──────── Material

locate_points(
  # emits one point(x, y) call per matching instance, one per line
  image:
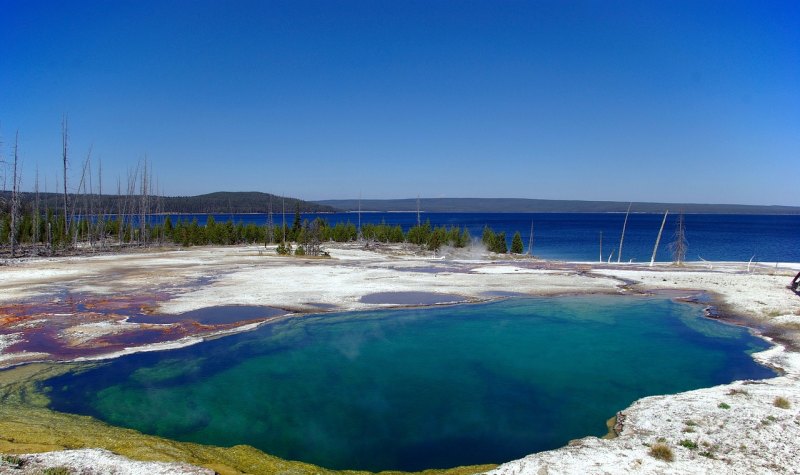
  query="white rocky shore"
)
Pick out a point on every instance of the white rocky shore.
point(734, 428)
point(94, 462)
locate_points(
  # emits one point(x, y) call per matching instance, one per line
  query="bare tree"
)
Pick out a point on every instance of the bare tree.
point(15, 198)
point(658, 239)
point(679, 244)
point(81, 187)
point(601, 246)
point(36, 214)
point(622, 237)
point(64, 140)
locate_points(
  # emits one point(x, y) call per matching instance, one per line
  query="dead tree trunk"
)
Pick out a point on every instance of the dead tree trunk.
point(658, 239)
point(679, 243)
point(622, 237)
point(15, 198)
point(64, 139)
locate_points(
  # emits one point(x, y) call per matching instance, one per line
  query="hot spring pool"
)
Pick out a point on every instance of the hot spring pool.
point(418, 388)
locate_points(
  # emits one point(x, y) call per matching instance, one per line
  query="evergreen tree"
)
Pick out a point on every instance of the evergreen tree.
point(516, 244)
point(500, 245)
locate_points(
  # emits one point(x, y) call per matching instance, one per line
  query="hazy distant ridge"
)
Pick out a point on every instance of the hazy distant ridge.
point(524, 205)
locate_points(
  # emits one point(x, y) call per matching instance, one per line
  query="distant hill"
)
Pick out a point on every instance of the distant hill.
point(219, 202)
point(523, 205)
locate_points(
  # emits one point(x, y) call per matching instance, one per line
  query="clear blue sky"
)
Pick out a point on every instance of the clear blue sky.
point(691, 101)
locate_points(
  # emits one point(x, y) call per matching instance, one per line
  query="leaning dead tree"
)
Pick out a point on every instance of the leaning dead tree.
point(622, 237)
point(658, 239)
point(15, 198)
point(64, 140)
point(679, 244)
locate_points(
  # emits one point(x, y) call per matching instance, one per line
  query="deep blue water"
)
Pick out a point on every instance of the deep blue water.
point(575, 236)
point(422, 388)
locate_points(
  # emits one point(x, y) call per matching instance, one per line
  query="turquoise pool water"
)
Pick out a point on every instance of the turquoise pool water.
point(419, 388)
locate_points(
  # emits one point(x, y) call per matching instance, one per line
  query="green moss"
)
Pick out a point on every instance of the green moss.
point(662, 451)
point(781, 402)
point(27, 425)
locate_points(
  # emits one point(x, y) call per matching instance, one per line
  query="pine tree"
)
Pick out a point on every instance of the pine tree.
point(516, 244)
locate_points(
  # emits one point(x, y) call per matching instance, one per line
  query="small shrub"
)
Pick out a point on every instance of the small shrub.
point(662, 451)
point(12, 460)
point(689, 444)
point(57, 471)
point(781, 402)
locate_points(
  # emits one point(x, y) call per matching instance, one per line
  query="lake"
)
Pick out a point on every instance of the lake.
point(418, 388)
point(576, 236)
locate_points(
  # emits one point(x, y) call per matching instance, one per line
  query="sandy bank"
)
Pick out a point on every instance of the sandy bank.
point(752, 435)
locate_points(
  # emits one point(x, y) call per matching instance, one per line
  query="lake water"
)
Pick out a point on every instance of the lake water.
point(576, 236)
point(418, 388)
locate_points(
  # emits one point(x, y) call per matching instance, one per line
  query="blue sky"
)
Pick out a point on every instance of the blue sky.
point(677, 101)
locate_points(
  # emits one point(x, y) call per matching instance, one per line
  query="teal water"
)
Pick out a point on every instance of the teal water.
point(419, 388)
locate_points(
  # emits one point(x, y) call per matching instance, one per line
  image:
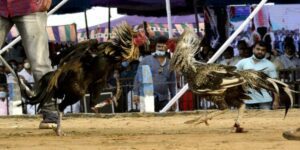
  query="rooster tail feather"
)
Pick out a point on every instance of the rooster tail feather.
point(183, 57)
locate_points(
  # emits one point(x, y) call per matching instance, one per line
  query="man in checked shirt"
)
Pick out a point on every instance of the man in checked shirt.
point(30, 18)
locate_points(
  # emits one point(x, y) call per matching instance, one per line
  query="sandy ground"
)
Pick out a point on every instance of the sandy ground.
point(152, 131)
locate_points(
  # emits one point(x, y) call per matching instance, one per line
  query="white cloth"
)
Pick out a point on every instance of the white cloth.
point(27, 76)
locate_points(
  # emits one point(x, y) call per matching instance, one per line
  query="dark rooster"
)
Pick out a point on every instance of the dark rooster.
point(87, 69)
point(223, 85)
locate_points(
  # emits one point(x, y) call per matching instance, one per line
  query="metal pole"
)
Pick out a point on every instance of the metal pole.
point(218, 53)
point(168, 8)
point(86, 26)
point(109, 29)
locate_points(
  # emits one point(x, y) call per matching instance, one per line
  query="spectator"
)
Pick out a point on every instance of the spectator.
point(243, 49)
point(229, 59)
point(260, 63)
point(289, 59)
point(163, 78)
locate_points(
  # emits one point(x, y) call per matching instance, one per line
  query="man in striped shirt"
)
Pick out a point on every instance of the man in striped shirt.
point(30, 18)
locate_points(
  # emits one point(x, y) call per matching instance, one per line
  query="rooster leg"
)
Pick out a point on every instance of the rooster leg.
point(237, 125)
point(207, 117)
point(58, 129)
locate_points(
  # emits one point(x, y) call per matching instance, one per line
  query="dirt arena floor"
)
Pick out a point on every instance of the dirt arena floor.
point(153, 131)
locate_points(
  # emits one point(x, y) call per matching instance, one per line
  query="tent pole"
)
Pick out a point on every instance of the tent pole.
point(86, 26)
point(16, 40)
point(168, 8)
point(218, 53)
point(109, 17)
point(196, 16)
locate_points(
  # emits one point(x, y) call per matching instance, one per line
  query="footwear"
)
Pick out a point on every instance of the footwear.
point(292, 135)
point(47, 125)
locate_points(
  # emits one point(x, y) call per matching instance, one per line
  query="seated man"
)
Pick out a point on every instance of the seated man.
point(163, 78)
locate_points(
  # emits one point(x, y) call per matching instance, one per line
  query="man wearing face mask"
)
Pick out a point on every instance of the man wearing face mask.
point(289, 59)
point(30, 18)
point(229, 58)
point(27, 76)
point(163, 78)
point(258, 62)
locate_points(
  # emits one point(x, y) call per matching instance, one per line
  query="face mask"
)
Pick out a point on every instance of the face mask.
point(26, 65)
point(2, 94)
point(159, 53)
point(257, 59)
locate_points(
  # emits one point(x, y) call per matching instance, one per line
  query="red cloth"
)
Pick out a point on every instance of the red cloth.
point(13, 8)
point(186, 102)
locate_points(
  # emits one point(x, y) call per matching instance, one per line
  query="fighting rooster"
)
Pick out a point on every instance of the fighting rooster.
point(223, 85)
point(87, 69)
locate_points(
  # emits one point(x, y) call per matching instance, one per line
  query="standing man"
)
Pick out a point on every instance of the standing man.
point(163, 78)
point(30, 18)
point(258, 62)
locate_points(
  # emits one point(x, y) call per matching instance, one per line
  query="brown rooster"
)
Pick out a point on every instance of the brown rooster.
point(87, 69)
point(223, 85)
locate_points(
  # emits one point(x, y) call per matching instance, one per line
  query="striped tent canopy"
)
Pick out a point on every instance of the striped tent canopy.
point(155, 29)
point(56, 34)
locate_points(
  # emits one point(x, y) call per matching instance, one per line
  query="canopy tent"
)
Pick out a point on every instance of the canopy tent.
point(154, 7)
point(136, 20)
point(157, 26)
point(56, 34)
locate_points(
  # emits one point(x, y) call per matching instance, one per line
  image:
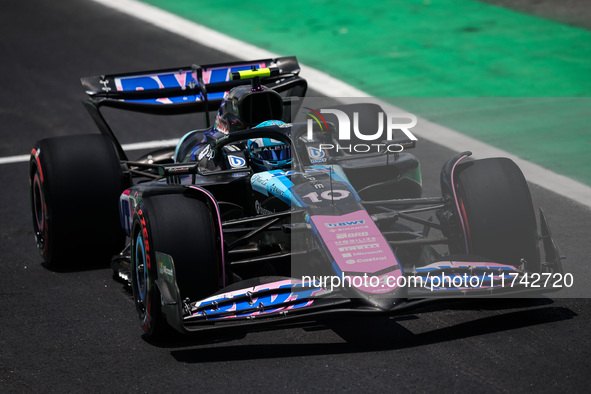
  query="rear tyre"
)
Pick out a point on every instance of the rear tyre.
point(497, 211)
point(75, 183)
point(182, 228)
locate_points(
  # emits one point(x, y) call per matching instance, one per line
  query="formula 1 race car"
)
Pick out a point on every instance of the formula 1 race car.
point(265, 217)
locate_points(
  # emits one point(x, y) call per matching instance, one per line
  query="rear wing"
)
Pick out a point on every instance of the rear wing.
point(187, 89)
point(196, 88)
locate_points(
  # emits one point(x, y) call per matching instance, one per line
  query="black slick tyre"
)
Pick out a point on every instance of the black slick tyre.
point(75, 183)
point(181, 227)
point(497, 212)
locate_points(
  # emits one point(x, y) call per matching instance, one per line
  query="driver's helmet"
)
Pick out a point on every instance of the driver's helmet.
point(268, 154)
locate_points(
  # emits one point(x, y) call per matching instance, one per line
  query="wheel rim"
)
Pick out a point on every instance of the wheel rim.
point(140, 273)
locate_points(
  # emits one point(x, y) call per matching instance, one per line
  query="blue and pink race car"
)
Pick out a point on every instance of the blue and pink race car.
point(268, 216)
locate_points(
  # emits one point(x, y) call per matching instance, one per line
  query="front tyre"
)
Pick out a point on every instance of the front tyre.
point(183, 228)
point(75, 183)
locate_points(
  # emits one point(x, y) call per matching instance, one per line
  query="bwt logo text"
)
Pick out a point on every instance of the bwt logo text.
point(344, 125)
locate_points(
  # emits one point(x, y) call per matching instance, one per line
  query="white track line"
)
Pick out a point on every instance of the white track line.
point(333, 87)
point(126, 147)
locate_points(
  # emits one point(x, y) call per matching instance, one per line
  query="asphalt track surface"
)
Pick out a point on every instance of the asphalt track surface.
point(77, 330)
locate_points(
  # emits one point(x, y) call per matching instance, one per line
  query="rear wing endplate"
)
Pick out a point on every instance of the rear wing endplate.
point(187, 89)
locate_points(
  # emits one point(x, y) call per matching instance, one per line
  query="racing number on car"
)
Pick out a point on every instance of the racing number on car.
point(332, 195)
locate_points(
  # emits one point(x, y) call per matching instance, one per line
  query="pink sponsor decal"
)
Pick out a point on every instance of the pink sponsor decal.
point(358, 248)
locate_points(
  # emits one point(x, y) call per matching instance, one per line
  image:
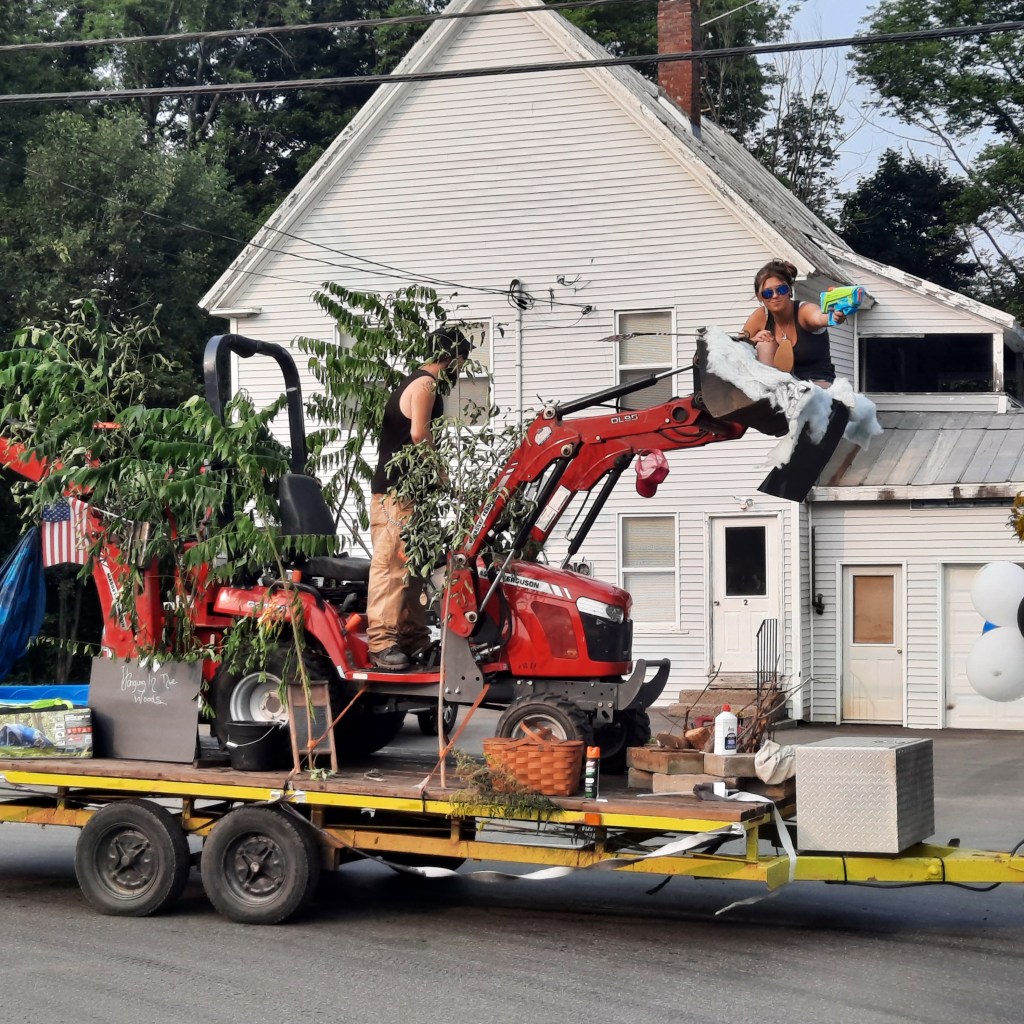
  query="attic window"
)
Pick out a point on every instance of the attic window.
point(649, 350)
point(470, 396)
point(947, 364)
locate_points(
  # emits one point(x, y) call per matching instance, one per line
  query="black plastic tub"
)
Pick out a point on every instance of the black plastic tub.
point(258, 745)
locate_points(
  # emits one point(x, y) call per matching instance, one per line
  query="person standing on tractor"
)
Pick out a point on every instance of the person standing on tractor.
point(395, 613)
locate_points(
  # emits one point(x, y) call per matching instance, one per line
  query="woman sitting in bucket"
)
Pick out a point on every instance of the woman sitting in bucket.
point(788, 335)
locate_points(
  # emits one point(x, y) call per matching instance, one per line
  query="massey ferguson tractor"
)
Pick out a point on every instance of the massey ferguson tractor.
point(549, 647)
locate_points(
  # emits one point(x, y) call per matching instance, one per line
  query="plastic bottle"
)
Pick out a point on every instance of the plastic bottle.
point(591, 772)
point(725, 731)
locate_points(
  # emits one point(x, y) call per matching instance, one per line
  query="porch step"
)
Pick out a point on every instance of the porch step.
point(708, 704)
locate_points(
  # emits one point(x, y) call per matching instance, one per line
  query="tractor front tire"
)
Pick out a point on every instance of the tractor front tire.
point(549, 716)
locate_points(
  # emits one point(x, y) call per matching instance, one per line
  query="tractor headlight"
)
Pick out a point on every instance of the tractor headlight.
point(611, 612)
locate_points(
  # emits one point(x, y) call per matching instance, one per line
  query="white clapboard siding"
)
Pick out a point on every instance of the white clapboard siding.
point(923, 540)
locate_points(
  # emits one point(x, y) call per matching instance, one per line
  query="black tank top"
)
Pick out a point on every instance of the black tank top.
point(396, 433)
point(811, 353)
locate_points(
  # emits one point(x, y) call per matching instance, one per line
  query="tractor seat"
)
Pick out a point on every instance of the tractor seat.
point(305, 513)
point(342, 567)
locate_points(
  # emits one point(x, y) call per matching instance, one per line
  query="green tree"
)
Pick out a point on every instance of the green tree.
point(906, 215)
point(963, 91)
point(100, 213)
point(799, 147)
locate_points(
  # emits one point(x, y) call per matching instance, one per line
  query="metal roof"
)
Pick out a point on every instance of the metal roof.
point(963, 456)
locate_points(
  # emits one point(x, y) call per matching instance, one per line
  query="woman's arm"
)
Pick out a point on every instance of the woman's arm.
point(756, 329)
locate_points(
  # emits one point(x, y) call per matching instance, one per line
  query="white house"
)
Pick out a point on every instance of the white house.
point(606, 209)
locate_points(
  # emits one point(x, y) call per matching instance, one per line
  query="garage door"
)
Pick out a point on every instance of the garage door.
point(965, 709)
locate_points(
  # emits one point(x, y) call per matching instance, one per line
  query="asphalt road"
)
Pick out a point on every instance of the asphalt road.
point(381, 948)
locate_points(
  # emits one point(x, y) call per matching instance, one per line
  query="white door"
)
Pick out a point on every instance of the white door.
point(872, 644)
point(744, 560)
point(962, 626)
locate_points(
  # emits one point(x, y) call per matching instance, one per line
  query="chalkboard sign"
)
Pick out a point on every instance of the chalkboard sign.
point(144, 713)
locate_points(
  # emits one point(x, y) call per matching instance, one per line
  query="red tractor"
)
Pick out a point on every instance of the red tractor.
point(548, 646)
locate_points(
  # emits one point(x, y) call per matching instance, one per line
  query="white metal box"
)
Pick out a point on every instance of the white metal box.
point(868, 795)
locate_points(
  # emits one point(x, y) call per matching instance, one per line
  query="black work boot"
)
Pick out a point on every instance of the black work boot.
point(392, 659)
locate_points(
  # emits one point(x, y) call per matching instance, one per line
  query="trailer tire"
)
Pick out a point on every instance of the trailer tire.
point(259, 865)
point(255, 696)
point(545, 712)
point(132, 859)
point(629, 728)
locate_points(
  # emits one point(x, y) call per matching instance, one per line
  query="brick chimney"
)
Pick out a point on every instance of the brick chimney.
point(679, 32)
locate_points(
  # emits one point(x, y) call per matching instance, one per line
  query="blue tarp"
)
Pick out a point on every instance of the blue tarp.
point(77, 693)
point(23, 599)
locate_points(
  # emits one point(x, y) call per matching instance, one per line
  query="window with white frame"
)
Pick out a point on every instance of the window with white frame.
point(647, 347)
point(470, 396)
point(649, 566)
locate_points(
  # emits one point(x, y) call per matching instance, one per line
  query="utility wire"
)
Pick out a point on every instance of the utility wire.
point(363, 23)
point(244, 88)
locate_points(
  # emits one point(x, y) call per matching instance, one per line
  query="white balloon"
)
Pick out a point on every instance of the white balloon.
point(996, 592)
point(995, 665)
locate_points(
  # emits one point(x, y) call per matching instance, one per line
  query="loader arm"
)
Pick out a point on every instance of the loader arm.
point(574, 455)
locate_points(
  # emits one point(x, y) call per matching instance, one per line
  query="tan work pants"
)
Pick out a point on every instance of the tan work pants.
point(395, 613)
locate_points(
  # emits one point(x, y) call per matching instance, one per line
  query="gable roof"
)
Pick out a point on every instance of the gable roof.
point(722, 165)
point(940, 456)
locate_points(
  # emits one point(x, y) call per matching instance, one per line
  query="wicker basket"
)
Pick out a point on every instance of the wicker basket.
point(551, 767)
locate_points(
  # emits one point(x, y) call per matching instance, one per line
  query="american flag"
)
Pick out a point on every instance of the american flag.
point(65, 538)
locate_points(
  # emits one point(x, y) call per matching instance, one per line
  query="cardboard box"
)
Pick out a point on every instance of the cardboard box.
point(869, 795)
point(50, 733)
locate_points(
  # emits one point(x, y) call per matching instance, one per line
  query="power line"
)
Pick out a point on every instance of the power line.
point(363, 23)
point(244, 88)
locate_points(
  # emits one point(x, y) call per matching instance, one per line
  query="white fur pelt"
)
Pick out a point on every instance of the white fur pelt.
point(803, 403)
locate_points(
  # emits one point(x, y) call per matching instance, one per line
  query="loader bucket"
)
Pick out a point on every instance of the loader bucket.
point(794, 480)
point(725, 401)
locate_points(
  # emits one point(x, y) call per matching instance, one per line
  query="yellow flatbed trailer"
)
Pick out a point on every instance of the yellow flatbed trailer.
point(267, 836)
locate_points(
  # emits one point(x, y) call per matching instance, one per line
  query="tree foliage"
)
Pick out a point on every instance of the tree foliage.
point(100, 213)
point(905, 215)
point(961, 91)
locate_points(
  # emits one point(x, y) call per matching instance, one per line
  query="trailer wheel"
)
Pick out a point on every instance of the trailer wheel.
point(259, 865)
point(629, 728)
point(545, 713)
point(132, 859)
point(427, 720)
point(256, 696)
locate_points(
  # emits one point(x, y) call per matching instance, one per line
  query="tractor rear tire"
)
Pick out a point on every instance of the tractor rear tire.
point(629, 728)
point(545, 714)
point(256, 696)
point(132, 859)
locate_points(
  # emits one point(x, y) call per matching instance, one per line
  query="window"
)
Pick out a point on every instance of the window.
point(873, 601)
point(745, 561)
point(651, 350)
point(936, 363)
point(470, 396)
point(649, 566)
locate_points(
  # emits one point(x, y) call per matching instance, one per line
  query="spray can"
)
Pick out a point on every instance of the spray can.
point(726, 725)
point(591, 772)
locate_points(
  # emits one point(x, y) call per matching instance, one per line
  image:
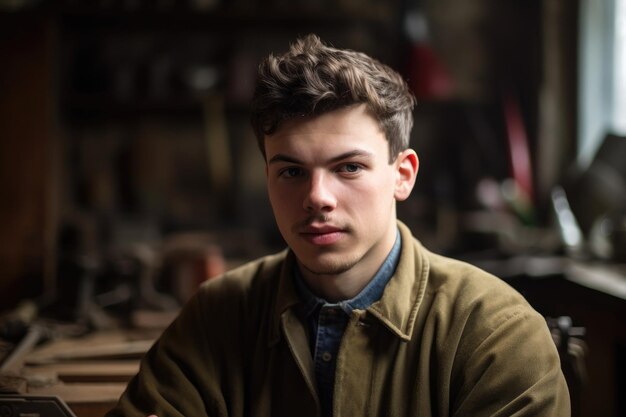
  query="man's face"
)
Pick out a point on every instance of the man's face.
point(333, 191)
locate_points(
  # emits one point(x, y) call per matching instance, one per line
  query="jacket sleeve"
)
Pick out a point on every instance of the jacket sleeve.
point(192, 368)
point(513, 371)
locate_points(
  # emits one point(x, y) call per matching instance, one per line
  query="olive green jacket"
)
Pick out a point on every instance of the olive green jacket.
point(446, 339)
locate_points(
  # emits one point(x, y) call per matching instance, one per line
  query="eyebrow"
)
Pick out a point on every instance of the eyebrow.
point(350, 154)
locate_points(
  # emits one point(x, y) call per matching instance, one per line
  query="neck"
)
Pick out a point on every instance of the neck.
point(348, 283)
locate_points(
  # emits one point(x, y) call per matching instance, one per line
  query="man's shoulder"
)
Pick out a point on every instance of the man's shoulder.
point(471, 291)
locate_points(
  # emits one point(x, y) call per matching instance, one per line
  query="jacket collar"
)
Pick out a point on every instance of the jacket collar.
point(398, 307)
point(396, 310)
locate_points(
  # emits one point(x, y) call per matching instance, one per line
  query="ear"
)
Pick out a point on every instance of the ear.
point(407, 165)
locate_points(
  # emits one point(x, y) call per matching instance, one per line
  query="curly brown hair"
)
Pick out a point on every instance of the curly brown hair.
point(312, 78)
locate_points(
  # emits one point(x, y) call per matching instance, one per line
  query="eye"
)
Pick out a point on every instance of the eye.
point(290, 172)
point(350, 168)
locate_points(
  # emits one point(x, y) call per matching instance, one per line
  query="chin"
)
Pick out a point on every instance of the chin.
point(327, 265)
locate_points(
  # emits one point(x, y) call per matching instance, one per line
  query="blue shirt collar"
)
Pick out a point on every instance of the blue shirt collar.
point(368, 295)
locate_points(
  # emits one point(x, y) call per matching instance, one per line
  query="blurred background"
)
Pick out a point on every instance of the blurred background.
point(129, 173)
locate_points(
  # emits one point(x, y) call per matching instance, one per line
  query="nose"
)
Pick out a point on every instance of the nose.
point(319, 196)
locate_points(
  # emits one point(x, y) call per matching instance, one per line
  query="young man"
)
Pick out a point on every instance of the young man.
point(355, 318)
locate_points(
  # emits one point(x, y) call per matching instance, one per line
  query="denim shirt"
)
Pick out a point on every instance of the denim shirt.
point(328, 322)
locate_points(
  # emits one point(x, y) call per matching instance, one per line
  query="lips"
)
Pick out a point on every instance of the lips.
point(322, 235)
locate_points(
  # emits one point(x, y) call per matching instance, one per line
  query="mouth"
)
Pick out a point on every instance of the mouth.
point(323, 235)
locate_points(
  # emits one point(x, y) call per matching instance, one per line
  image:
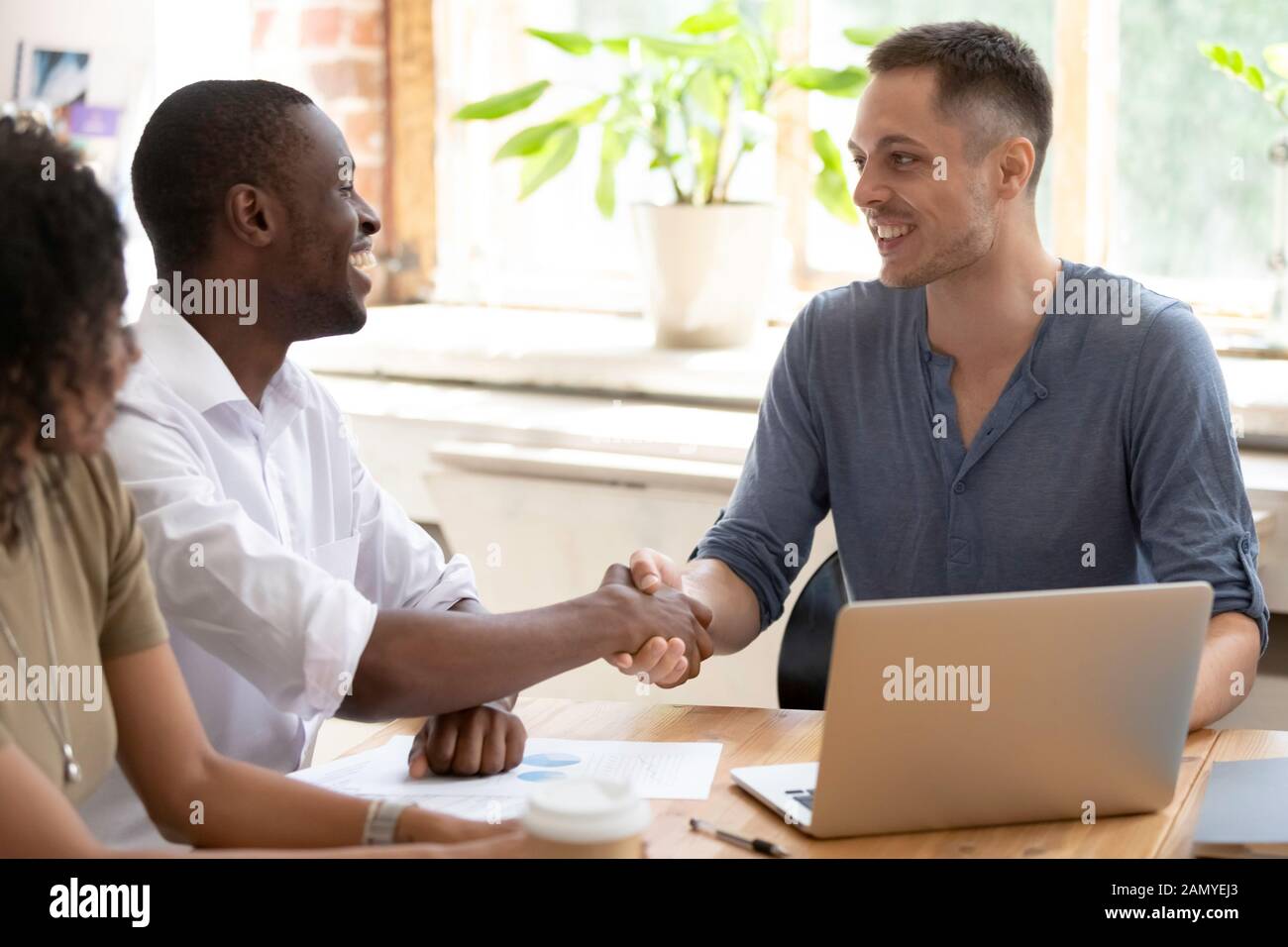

────────────────

Return every line of the listing above that contains the string "with".

Reply to the exercise:
  query="window with white frame"
Pick out a point on every instance of the window with white frame.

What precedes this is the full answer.